[TASK 1]
Rewrite the paragraph beginning "While Saturn's rings are likely 100 million years old" in the article on Saturn's rings more briefly, keeping its main facts.
[TASK 2]
In the article on Saturn's rings, how often does Cassini make its maneuver to get close to the rings?

** Opening TEXT BLOCK block **

AUG 30, 2017 5:56 AM PDT

Do We Finally Know How Old Saturn's Rings Are?

WRITTEN BY: Anthony Bouchard

While we know that Saturn has some of the most robust planetary rings of any other planet in the solar system, one thing scientists haven’t been able to pinpoint for a while is when they formed.

Data collected by NASA’s Cassini spacecraft throughout the plethora of Grand Finale dives between Saturn and its rings are proving useful in that respect, as astronomers get the closest peek they’ve ever had at these mysterious formations.

An artist's impression of the Cassini spacecraft flying in between Saturn and its rings to make observations.

Image Credit: NASA/JPL-Caltech

With the spacecraft making this maneuver once every six days or so to get within proximity of the rings for study, astronomers can learn about the rings’ composition and try to guess their weight. These variables can help us determine their age.

Based on the passes Cassini has made already, astronomers gathered enough information to confidently estimate that Saturn’s rings are approximately 100 million years old.

Related: Here's everything you need to know about Cassini's Grand Finale

This figure sounds old on paper, but considering that the entire solar system formed over 4.6 billion years ago, the contrary is true. Saturn’s rings are quite young, which has implications for how they formed.

NASA’s Cassini project scientist Linda Spilker explains how smaller icy objects like comets probably got trapped in Saturn’s gravitational pull and were torn to shreds, helping to form the incredible rings we see today.

"For younger rings, it would require a comet, or a centaur (one of a group of small, icy objects), or perhaps even a moon moving too close to Saturn. Saturn's gravity would break apart that object and then the remaining bits would go on to form rings," Spilker said to the BBC.

"Perhaps that's happened more than once. Maybe some of the differences we see in the rings are from different objects that were broken apart. But if the rings are less massive they won't have had the mass to survive the micro-meteoroid bombardment that we estimate to have happened since the formation of the planet.

While Saturn's rings are likely 100 million years old, the team analyzing Cassini's results admits how there’s still room for refinement. It's merely a ‘best guess’ based on the initial data we’ve received from the spacecraft throughout its Grand Finale, and that number could change as these close-up observations continue through mid-September.

Cassini will snap its last photos on September 14th in preparation for the suicidal dive into Saturn’s atmosphere. It's a bummer considering how much Cassini has contributed to science, but NASA decided this fate for the probe to keep it from colliding with potentially habitable moons like Enceladus and Titan and contaminating their surfaces before we can study them.

** Closing TEXT BLOCK block **
** Opening DATASET EXCERPTS block **

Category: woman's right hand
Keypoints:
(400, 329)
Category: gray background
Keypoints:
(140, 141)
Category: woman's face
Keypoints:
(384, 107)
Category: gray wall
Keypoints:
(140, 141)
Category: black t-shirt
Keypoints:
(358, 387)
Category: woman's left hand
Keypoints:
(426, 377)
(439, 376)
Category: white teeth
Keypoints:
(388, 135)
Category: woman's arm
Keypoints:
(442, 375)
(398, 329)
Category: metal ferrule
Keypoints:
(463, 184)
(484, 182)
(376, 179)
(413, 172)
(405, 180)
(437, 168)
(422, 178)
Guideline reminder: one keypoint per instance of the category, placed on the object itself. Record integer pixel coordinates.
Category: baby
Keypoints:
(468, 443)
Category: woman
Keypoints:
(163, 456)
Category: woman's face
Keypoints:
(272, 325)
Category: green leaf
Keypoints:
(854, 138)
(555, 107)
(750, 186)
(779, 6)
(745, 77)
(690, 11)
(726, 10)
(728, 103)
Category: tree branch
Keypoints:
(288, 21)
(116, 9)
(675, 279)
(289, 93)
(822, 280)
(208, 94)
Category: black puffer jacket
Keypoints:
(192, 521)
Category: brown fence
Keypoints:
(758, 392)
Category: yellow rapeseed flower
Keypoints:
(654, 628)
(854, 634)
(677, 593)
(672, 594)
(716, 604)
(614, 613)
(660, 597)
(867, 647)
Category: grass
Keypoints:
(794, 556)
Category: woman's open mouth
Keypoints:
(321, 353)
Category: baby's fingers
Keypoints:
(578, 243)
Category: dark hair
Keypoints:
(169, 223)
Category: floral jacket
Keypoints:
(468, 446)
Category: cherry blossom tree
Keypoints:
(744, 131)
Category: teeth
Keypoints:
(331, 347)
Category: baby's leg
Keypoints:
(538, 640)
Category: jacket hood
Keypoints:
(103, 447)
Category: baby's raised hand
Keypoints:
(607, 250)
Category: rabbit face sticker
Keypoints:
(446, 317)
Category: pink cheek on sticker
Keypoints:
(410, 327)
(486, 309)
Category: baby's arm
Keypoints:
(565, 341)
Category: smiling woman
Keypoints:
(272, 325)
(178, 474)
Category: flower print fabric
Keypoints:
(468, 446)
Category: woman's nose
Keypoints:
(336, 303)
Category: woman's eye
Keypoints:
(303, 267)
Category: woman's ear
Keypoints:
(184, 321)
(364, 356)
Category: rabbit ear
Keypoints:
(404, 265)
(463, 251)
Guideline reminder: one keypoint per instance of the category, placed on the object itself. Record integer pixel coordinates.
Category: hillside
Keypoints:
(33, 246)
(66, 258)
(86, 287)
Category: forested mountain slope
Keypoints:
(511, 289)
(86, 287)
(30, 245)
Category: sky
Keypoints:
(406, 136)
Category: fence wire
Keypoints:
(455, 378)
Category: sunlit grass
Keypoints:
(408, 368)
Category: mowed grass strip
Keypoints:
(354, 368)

** Closing DATASET EXCERPTS block **

[REPLY 1]
The Cassini team's estimate that Saturn's rings are about 100 million years old can still be refined. It is only a "best guess" based on initial Grand Finale data and could change as close-up observations continue through mid-September.

[REPLY 2]
About once every six days.